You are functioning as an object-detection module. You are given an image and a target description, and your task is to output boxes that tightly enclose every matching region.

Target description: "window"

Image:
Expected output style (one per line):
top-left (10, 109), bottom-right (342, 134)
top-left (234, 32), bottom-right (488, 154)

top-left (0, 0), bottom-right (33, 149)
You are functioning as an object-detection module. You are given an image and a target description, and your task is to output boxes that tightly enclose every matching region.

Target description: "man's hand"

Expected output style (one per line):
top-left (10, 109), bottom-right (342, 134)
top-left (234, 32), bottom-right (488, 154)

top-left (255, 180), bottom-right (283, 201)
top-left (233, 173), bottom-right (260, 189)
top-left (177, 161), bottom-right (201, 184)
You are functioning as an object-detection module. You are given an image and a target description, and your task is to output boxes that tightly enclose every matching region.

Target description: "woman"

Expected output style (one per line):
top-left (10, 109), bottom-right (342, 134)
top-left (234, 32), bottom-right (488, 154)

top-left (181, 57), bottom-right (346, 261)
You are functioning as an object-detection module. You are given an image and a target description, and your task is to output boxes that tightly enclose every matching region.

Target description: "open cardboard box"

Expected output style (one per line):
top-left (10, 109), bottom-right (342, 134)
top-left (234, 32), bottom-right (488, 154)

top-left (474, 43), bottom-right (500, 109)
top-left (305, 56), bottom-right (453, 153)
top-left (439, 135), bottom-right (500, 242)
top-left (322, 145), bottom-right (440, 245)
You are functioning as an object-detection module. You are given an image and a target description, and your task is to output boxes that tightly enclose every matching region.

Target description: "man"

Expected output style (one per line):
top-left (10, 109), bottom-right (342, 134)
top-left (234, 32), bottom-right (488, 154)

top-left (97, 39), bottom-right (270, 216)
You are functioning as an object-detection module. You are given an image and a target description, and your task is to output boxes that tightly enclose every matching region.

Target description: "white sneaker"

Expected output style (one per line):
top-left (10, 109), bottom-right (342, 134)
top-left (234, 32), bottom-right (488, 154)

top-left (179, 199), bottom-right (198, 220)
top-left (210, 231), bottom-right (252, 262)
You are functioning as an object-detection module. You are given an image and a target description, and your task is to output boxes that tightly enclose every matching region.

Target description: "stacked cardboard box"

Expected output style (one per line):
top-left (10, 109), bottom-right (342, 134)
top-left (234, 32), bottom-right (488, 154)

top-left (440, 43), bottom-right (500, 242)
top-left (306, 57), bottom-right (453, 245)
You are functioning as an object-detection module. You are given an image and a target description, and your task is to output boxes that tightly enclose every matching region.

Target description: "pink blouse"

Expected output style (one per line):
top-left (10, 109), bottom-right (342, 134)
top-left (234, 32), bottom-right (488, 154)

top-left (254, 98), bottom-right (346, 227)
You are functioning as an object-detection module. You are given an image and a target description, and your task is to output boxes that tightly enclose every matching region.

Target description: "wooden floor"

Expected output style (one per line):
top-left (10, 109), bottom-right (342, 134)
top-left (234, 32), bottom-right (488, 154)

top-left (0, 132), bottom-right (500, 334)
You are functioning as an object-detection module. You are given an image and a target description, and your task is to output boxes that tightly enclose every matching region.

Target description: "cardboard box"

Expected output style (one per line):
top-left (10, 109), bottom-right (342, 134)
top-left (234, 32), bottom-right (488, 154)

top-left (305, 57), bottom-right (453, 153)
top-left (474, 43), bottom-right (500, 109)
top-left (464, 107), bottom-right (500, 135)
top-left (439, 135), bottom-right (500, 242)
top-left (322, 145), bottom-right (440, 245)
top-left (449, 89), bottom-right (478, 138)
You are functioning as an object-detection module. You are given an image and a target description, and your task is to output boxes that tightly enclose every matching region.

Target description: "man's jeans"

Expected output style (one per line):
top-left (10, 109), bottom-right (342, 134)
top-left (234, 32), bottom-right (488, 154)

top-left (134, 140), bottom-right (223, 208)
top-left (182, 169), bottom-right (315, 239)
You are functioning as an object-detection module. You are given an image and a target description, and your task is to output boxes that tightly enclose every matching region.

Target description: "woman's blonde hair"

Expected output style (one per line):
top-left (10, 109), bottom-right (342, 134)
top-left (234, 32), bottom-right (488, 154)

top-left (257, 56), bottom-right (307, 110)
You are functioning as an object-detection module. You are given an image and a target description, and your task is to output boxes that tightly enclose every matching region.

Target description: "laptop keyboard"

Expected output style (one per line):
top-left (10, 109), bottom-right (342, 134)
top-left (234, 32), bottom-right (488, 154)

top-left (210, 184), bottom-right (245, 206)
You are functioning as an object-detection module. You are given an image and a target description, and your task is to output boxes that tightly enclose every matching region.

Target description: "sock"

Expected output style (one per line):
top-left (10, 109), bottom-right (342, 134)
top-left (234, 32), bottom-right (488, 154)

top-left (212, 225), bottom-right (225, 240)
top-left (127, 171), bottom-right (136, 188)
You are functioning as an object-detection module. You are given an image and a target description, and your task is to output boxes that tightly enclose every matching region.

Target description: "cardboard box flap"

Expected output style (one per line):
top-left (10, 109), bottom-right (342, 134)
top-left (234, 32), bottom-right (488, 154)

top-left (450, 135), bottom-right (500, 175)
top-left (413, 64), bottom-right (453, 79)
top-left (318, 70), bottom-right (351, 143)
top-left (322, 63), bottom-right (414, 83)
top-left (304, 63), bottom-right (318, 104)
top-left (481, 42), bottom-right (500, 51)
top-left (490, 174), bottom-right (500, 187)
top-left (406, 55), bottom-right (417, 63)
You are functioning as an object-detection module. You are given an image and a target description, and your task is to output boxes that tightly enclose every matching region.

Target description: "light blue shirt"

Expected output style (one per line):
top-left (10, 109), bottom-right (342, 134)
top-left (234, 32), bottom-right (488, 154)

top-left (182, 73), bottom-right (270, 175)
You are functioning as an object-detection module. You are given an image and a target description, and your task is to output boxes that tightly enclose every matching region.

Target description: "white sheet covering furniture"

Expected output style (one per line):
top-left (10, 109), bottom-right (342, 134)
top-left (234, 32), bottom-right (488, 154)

* [PROBLEM STATEMENT]: Retype the records that precede this task, keeping them exactly the same.

* [PROBLEM SOLUTION]:
You are functioning as an object-detection module. You are given an image and a target description, and your task is to output boxes that tightly enclose every matching region.

Target description: "window"

Image:
Expected output style (one per line):
top-left (10, 109), bottom-right (342, 134)
top-left (234, 32), bottom-right (488, 154)

top-left (0, 0), bottom-right (33, 149)
You are functioning as an object-detection module. You are given an image and a target description, and your task is to output boxes that tightly enclose every matching region.

Target description: "man's hand"

Expected output style (one per line):
top-left (10, 109), bottom-right (342, 134)
top-left (234, 32), bottom-right (488, 154)

top-left (255, 180), bottom-right (283, 201)
top-left (233, 173), bottom-right (260, 189)
top-left (177, 161), bottom-right (201, 184)
You are functioning as an object-detection module. You are given an image and a target description, and your task is to output boxes that tightly enclose every matching region.

Target description: "woman"

Expected output style (one per line):
top-left (10, 109), bottom-right (342, 134)
top-left (234, 32), bottom-right (488, 154)

top-left (181, 57), bottom-right (346, 261)
You are functioning as an object-detection module. You are given an image and a target description, and your task is to output boxes that tightly enclose every matching region.

Target description: "open cardboard box"

Expected output style (one per line):
top-left (10, 109), bottom-right (342, 134)
top-left (234, 32), bottom-right (488, 154)

top-left (474, 43), bottom-right (500, 109)
top-left (305, 56), bottom-right (453, 153)
top-left (439, 135), bottom-right (500, 242)
top-left (322, 145), bottom-right (440, 245)
You are functioning as an object-detection module. You are given an image and a target description, and your task is to output boxes that tightly enclose every matching region.

Target description: "man"

Expected output style (one per line):
top-left (10, 109), bottom-right (342, 134)
top-left (234, 32), bottom-right (488, 154)

top-left (97, 39), bottom-right (270, 216)
You are functioning as an object-detection module. You are given an image and a target description, and your task is to output boxes that tightly enclose every matching region.

Target description: "white sneaker"

Expected output style (one per line):
top-left (10, 109), bottom-right (342, 134)
top-left (234, 32), bottom-right (488, 154)

top-left (179, 199), bottom-right (198, 220)
top-left (210, 231), bottom-right (252, 262)
You are functioning as an object-detection module. You are given an image and a target description, and your task is to output boxes that tightly enclose every matching region.

Target description: "stacked cardboard box"

Expected output style (one per line):
top-left (10, 109), bottom-right (342, 134)
top-left (234, 32), bottom-right (488, 154)

top-left (440, 43), bottom-right (500, 242)
top-left (306, 57), bottom-right (453, 245)
You are functioning as an object-detection module. You are given an image and a target description, and your task is to output boxes that tightly enclose every matching region.

Target description: "pink blouse"

Expected output style (one per line):
top-left (10, 109), bottom-right (342, 134)
top-left (234, 32), bottom-right (488, 154)

top-left (254, 98), bottom-right (346, 227)
You are functioning as an object-detection module. You are given an image and a target description, and your task is to output boxes that tightly enclose every matching region.

Target description: "wooden floor"

Expected output style (one per line):
top-left (10, 109), bottom-right (342, 134)
top-left (234, 32), bottom-right (488, 154)

top-left (0, 132), bottom-right (500, 334)
You are functioning as an object-detection module. You are given an image and a target description, and your task is to output boxes that tightly enclose every matching region.

Target description: "cardboard box"

Expected output style (one per line):
top-left (10, 109), bottom-right (342, 134)
top-left (234, 32), bottom-right (488, 154)

top-left (305, 57), bottom-right (453, 153)
top-left (474, 43), bottom-right (500, 109)
top-left (464, 107), bottom-right (500, 135)
top-left (439, 135), bottom-right (500, 242)
top-left (322, 145), bottom-right (440, 245)
top-left (449, 89), bottom-right (478, 138)
You are functioning as an object-detection module. You are given an image and a target description, and your task is to output boxes that tightly enclose every matching region.

Target description: "man's jeans"

Expected output style (one per line):
top-left (10, 109), bottom-right (342, 134)
top-left (234, 32), bottom-right (488, 154)

top-left (134, 140), bottom-right (223, 208)
top-left (182, 169), bottom-right (315, 239)
You are functioning as an object-detection module. You are given an image and a target description, and your task is to output boxes that tightly enclose every matching region.

Target description: "woman's blonde hair"

Expected output style (one per line):
top-left (10, 109), bottom-right (342, 134)
top-left (234, 32), bottom-right (488, 154)

top-left (257, 56), bottom-right (307, 110)
You are functioning as an object-detection module. You are given an image and a target description, and your task is to output boxes that tightly enclose every matching region.

Target description: "laptop keyboard"

Expected output style (one per line):
top-left (10, 109), bottom-right (342, 134)
top-left (234, 32), bottom-right (488, 154)

top-left (210, 184), bottom-right (245, 206)
You are functioning as an object-detection module. You are given an image and a target description, and your task is to output boxes that tightly enclose every matching region.

Target description: "sock"

Expected output style (one per line):
top-left (10, 109), bottom-right (342, 134)
top-left (234, 32), bottom-right (488, 154)

top-left (212, 225), bottom-right (225, 240)
top-left (127, 171), bottom-right (136, 188)
You are functioning as an object-detection module. You are given an image and a target description, and your task is to output boxes that tightly enclose every matching region.

Target description: "cardboard box flap"

Expected output style (one per line):
top-left (10, 109), bottom-right (342, 134)
top-left (234, 32), bottom-right (488, 154)

top-left (450, 135), bottom-right (500, 175)
top-left (413, 64), bottom-right (453, 79)
top-left (318, 70), bottom-right (351, 143)
top-left (322, 63), bottom-right (414, 83)
top-left (304, 63), bottom-right (318, 104)
top-left (481, 42), bottom-right (500, 51)
top-left (490, 174), bottom-right (500, 187)
top-left (406, 55), bottom-right (417, 63)
You are functioning as an object-detection module. You are given an image and a target description, and your task is to output boxes that tightly enclose every matching region.

Target description: "light blue shirt"

Expected output style (one per line):
top-left (10, 109), bottom-right (342, 134)
top-left (234, 32), bottom-right (488, 154)

top-left (182, 73), bottom-right (270, 175)
You are functioning as an object-detection module. You are given an image and a target description, and your task is to output boxes that tightly enclose every matching region.

Target description: "white sheet covering furniture"

Expected output style (one per line):
top-left (10, 109), bottom-right (342, 134)
top-left (234, 32), bottom-right (488, 154)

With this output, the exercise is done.